Task item: Transcribe the entries exactly; images are not part of the copy.

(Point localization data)
--- START ---

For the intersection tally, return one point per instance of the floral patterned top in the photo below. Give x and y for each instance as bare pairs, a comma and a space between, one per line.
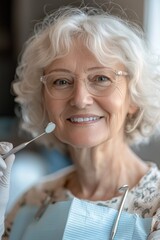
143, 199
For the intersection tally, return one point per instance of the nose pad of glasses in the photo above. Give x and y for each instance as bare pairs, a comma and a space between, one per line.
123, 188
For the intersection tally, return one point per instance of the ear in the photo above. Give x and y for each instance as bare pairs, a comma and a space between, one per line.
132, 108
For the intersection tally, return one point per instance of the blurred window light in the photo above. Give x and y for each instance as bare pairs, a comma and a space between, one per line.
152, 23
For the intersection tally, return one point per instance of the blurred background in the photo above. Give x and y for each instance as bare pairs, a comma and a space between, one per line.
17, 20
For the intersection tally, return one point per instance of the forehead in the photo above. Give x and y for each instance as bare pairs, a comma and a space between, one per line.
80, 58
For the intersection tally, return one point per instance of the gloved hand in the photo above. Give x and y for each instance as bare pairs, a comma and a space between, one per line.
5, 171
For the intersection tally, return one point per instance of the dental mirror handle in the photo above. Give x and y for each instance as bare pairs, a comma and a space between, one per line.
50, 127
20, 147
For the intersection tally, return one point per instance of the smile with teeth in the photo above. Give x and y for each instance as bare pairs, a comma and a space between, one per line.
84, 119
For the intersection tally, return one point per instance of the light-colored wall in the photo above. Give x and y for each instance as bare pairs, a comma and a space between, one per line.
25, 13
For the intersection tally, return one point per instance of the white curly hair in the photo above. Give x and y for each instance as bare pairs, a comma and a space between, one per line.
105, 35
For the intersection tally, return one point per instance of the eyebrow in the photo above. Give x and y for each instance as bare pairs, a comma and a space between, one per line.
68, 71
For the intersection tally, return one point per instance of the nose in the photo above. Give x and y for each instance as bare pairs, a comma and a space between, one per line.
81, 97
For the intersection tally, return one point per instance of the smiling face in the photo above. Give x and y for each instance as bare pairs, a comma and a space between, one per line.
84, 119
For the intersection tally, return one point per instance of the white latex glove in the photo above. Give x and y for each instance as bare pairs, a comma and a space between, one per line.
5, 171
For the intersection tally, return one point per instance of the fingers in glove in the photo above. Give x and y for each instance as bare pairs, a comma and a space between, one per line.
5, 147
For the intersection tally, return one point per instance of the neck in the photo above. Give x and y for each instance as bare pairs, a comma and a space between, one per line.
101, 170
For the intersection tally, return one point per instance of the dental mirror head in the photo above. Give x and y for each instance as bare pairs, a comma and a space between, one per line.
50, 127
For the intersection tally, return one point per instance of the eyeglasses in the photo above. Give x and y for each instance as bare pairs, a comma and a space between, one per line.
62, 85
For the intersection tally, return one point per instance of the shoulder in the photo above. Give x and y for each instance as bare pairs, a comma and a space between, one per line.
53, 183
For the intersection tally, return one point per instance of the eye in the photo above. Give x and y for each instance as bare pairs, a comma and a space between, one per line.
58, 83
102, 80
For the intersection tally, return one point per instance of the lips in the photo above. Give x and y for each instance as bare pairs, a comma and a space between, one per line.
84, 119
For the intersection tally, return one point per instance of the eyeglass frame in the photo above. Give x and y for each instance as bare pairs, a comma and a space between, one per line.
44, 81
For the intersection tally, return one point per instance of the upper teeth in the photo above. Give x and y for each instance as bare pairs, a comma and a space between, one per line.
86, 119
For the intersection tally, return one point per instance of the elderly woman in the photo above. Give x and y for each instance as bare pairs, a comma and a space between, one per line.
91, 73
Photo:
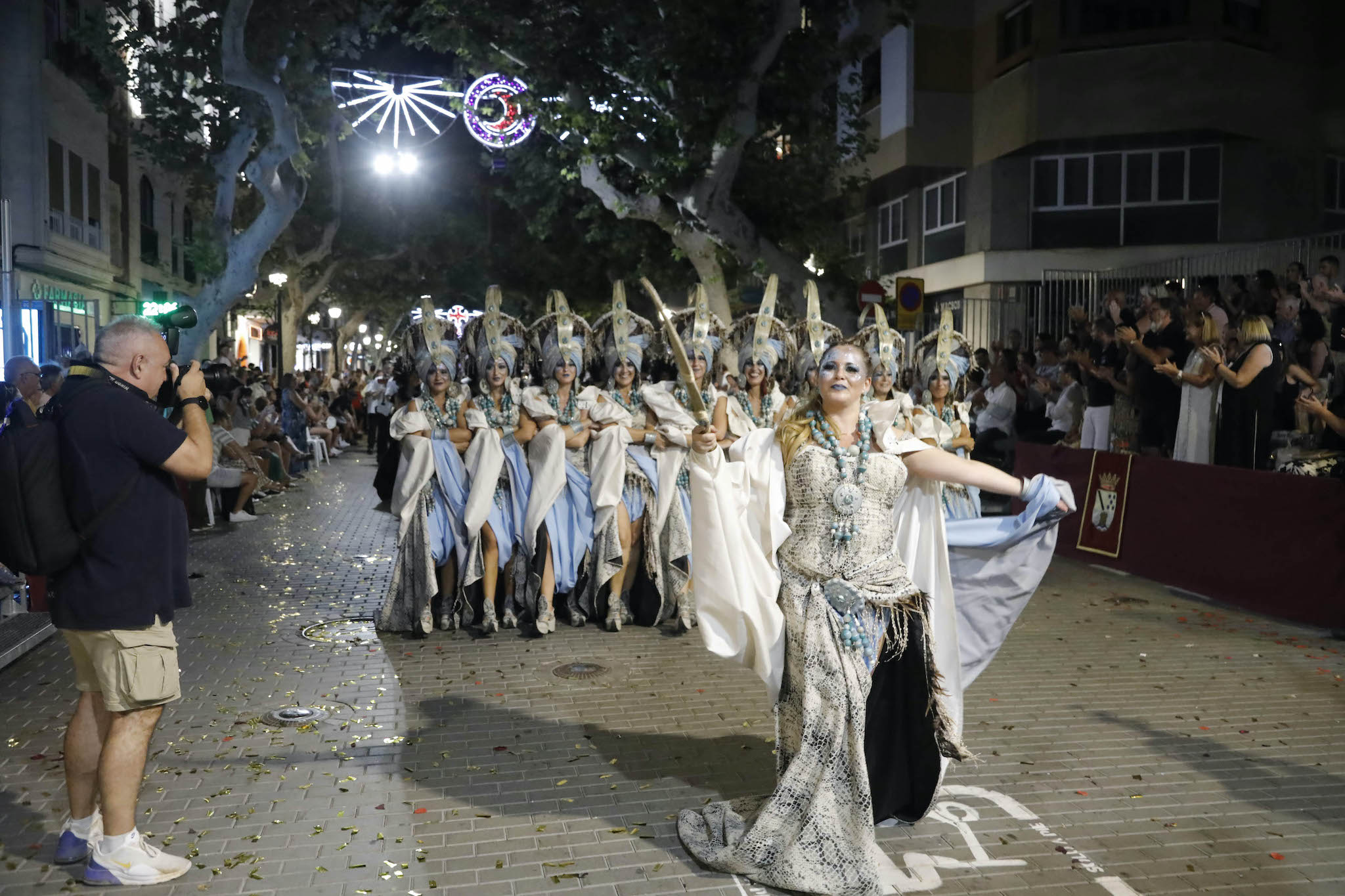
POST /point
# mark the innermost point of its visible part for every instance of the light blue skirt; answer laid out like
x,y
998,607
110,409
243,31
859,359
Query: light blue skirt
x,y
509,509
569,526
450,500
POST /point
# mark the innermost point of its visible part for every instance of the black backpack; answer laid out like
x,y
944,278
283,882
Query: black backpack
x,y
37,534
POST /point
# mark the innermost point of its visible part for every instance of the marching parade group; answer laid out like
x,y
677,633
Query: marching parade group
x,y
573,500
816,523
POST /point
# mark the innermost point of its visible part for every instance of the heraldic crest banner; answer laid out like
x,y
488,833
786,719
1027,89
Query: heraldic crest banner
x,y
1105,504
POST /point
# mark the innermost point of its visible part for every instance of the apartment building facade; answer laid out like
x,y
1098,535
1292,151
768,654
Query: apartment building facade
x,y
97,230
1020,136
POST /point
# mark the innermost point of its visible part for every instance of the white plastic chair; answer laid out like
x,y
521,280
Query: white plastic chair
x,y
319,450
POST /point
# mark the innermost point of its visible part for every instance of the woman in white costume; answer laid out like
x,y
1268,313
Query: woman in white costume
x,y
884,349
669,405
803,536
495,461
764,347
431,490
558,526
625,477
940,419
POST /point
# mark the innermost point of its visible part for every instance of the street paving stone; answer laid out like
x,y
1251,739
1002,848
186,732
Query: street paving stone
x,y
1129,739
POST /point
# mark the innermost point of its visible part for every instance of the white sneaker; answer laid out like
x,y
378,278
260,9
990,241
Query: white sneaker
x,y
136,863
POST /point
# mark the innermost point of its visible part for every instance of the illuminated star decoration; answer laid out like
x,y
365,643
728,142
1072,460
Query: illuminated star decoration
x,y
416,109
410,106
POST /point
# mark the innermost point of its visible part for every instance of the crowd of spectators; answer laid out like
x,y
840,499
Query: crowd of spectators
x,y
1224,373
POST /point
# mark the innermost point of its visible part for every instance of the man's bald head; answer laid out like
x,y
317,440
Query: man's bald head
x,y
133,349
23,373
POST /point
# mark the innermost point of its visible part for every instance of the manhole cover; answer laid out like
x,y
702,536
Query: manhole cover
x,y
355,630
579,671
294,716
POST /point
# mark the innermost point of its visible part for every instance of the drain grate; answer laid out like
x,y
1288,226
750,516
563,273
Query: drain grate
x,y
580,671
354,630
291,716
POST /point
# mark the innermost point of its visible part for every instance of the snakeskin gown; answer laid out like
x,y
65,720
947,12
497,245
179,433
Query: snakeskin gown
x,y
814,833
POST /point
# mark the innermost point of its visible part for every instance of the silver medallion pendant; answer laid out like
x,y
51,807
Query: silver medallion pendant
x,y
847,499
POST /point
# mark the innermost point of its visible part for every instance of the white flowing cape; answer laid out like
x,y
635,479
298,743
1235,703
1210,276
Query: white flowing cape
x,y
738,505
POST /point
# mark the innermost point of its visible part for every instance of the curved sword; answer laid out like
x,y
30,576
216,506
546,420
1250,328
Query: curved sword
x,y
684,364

--- END ---

Reply to the task:
For the intersection tally, return one point per instance of the floral patterned top in the photo below. Give x and y for each instance as bare pairs, a comma and a space between, one per line.
143, 199
For the intersection tally, return one point per instance of the nose pad of glasses in the photo above. Give x and y for each instance as bare pairs, a comma and a space between, one per line.
123, 188
For the intersection tally, return one point per instance of the ear in the photo above. Give x and y for each instance as bare pairs, a comma and a space between, one per line.
132, 108
For the intersection tally, return one point per instance of the blurred window light in the photo above. Give x and y for each instance as bare pairs, a comma and a space between, one per line.
152, 23
For the intersection tally, return one point per instance of the blurred background in the photo above. Give x and y for each instance as bare pairs, a comma and a space between, one per line.
17, 20
For the intersection tally, return one point per instance of the forehead in the photo above. Give x and y for each instance as bare pairs, a comma and a space between, one per line.
80, 58
For the intersection tally, return one point per instance of the gloved hand in the photo above. Give x and y for each instance as bare pairs, a comma and a space between, one per line.
5, 171
For the intersection tally, return one point per instance of the dental mirror handle in the photo above. Give x and y for each instance as bare pairs, a comma and a space between, one per line.
50, 127
20, 147
For the intersection tally, return one point per instance of the smile with teeth in the photo above. Give x and y for each instance as bare pairs, a comma and a space between, one per line.
84, 119
For the intersection tally, return one point per instance of the light-colored wall in the photo above. Give x and y for each instance as bare pairs, a comma and a space between, one per line.
25, 13
For the intersection tally, return one point per instance of the white curly hair in the photo above. Give x and y for each instance as bare pairs, a comma and a space between, one per line.
105, 35
For the intersection tally, return one point per instance of the eyebrow in the photo above. Give x and y for each instance as bare pairs, a comma and a space between, one per line.
68, 71
For the intersection tally, return one point per instance of the nose in the photo above. Give x and y for each instance as bare pairs, a comma and a space between, one per line.
81, 97
For the intersection tally, return one point per instance of the smiling face in the photo above. Give x and y for each instance as bare pairs, a comma and a space between, one per line.
84, 119
For the intersection tally, return one point per instance of the white latex glove in the photo above. Give x and y for each instance as bare pairs, a comma and a space between, one per line.
5, 171
For the intersection tally, return one point per instance of the fingers in glove in the photo above. Give x and y for each instance as bare pairs, a comma and a space between, one per line.
5, 147
For the intersection tally, return one point per instance of the neck in the photo above. Give x and y for each instance as bare pairs, a comma and a space between, one per line.
101, 170
For the intersection tally, return one point per instance of the dental mirror head in the photo above. Give x and y for each instance as bare pairs, a comma and a space between, one per line.
50, 127
For the intersection tally, return one point per instance of the eyeglasses in the photo above. Give x and y for each instance as bare pairs, a comma and a space between, one per line.
62, 85
For the intersection tally, return one point per instance of the shoulder in the photo above. Give x and y for each instance as bare pairs, a comma and a space between, one per line.
53, 183
For the intersection tally, return one point per instance of the eye in the photo above. Give x and y for each instance as bare pairs, a comma and a space between, one per line.
58, 83
102, 80
For the intersection tally, return one point per instance of the lips in the photo above. Give x and y for each instance as bare pairs, a comma and a space between, one per line.
84, 119
For the intersection tally, return one point per instance of the eyeglass frame in the photo above. Give x and y for each instance as bare pairs, a comma and a space between, one per line.
44, 81
For the intersection tally, return one point per instance of the upper teeth in the photo above. Give x and y for each instance as bare pairs, a comma and a space between, one per line.
86, 119
For the intersection tally, return one point per instance of the elderly woman in the photo above. Give x and y for each instance as bare pairs, a comma and a space between, one per line.
91, 73
Photo:
POST /point
# mark the innermost point of its visible part for every instance of the light blue skirt; answer laid out like
x,y
998,607
110,409
243,31
859,359
Query: light blue skirt
x,y
509,509
569,526
450,500
POST /point
# mark the innermost point of its visible part for every instance of the black backpack; answer laid out like
x,y
944,278
283,882
Query: black backpack
x,y
37,534
POST /point
# mark the innermost point of its visible part for every instance of the marching parade group; answer laid out like
x,y
677,633
Query: marching parade group
x,y
573,500
816,523
POST /point
# mark the innermost point of its visible part for every instance of the heraldic crest banner; answer laid out like
x,y
488,833
786,719
1027,89
Query: heraldic crest banner
x,y
1105,504
POST /point
# mark the innermost point of its visible part for every instance of the apartment building facade; answer laid out like
x,y
1098,535
1292,151
768,654
Query: apartment building facade
x,y
97,230
1020,136
POST /point
# mark the innermost point of its visible part for every instance of the white plastic chair; answer laid out like
x,y
521,280
Query: white plastic chair
x,y
319,450
POST /point
# mark the innermost point of its visible part for every instance of the woman in white costume; answer laid out like
x,y
1268,313
Query: woman in white costume
x,y
884,349
669,405
803,536
495,461
764,347
431,490
558,526
625,477
940,419
POST /point
# mark the innermost point of its visible part for every instance of the street paving stone; answer laid out like
x,y
1251,739
1002,848
186,732
Query: street paving stone
x,y
1129,739
POST /point
# mark the innermost point of its visible part for every instance of the white sneaker; answer laid out like
x,y
378,278
260,9
990,241
Query: white sneaker
x,y
136,863
POST /point
# mark the innermost point of its visible part for every instance of the illuminated star decoration; answer laid out like
x,y
365,643
728,142
1072,460
Query: illuminated star decoration
x,y
416,109
410,106
POST /point
# mark the innermost point of its visible part for every instance of the crowd of spectators; answer laid out like
x,y
840,499
Query: crowd of spectators
x,y
1224,373
POST /point
# mark the innermost point of its visible part for every instance of the man's bald head; answer laid out like
x,y
317,440
Query: man's bald head
x,y
133,349
23,373
POST /point
# mark the innermost point of its visible part for every instance of the manhole cover; answer laid out like
x,y
702,536
Query: manhole cover
x,y
355,630
579,671
294,716
POST /point
# mark the innermost point of its visible part for every instance of the drain grate; answer laid out like
x,y
1288,226
750,516
563,273
Query: drain grate
x,y
580,671
354,630
291,716
POST /point
# mark the innermost point of its visible part for every instance of the snakeskin gown; answer laid out like
x,y
65,720
947,12
497,245
179,433
Query: snakeskin gown
x,y
814,833
POST /point
# mark the innermost point of its visible part for every instance of the silver medallion pendant; answer laid out like
x,y
51,807
Query: silver medallion pendant
x,y
847,499
POST /point
# mark the innermost point of its visible part for every instance of the white flowing cape; answer laid out like
x,y
635,479
298,743
1235,703
1210,276
Query: white flowing cape
x,y
738,505
POST /point
# mark the innermost point of its visible part for every instance of the curved sword; answer laid out like
x,y
30,576
216,506
546,420
1250,328
Query: curved sword
x,y
684,364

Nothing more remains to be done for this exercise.